Arrange every line of the material below as a numbered list, leaving out any blank lines.

= = =

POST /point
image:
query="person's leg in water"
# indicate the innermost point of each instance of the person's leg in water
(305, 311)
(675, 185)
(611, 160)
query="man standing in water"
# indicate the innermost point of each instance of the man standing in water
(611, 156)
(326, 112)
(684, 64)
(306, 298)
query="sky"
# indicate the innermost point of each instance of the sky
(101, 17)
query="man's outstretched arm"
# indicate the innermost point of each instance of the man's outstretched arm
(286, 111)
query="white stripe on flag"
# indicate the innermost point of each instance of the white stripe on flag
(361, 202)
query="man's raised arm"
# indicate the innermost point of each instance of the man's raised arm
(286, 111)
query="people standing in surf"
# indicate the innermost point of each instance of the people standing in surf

= = =

■ The result:
1. POST /point
2. image:
3. query="person's leg in water"
4. # indicate the innermost point of each instance of the person's leg in water
5. (305, 311)
6. (675, 185)
7. (611, 160)
8. query="man standing in water"
9. # indicate the innermost point of each instance of the man standing in water
10. (611, 156)
11. (326, 112)
12. (684, 64)
13. (306, 298)
14. query="sky"
15. # indicate the innermost point of each instance of the sky
16. (101, 17)
17. query="man's outstretched arm"
18. # indicate the innermost point of each instance of the man's outstretched arm
19. (286, 111)
20. query="white stripe on flag"
21. # indicate the innermost point of each instance of the white stripe on flag
22. (361, 202)
23. query="man's raised arm"
24. # indicate the innermost point of each instance of the man's raised arm
25. (286, 111)
26. query="people standing in surf"
27. # indicate the innermost point of each instance of the people standing in surf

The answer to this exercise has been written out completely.